Would you return exactly the lines running from the one with "Target: bush" to the bottom of the listing below, and no others?
##### DATA RECORDS
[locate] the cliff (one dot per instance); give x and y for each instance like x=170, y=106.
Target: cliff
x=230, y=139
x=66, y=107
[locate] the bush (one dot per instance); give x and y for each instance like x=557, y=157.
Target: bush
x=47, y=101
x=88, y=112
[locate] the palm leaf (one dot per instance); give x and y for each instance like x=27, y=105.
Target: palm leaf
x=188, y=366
##########
— TASK RESULT —
Target: bush
x=47, y=101
x=88, y=112
[locate] the palm leaf (one dot per instance); give x and y for each instance like x=27, y=105.
Target: palm leaf
x=188, y=366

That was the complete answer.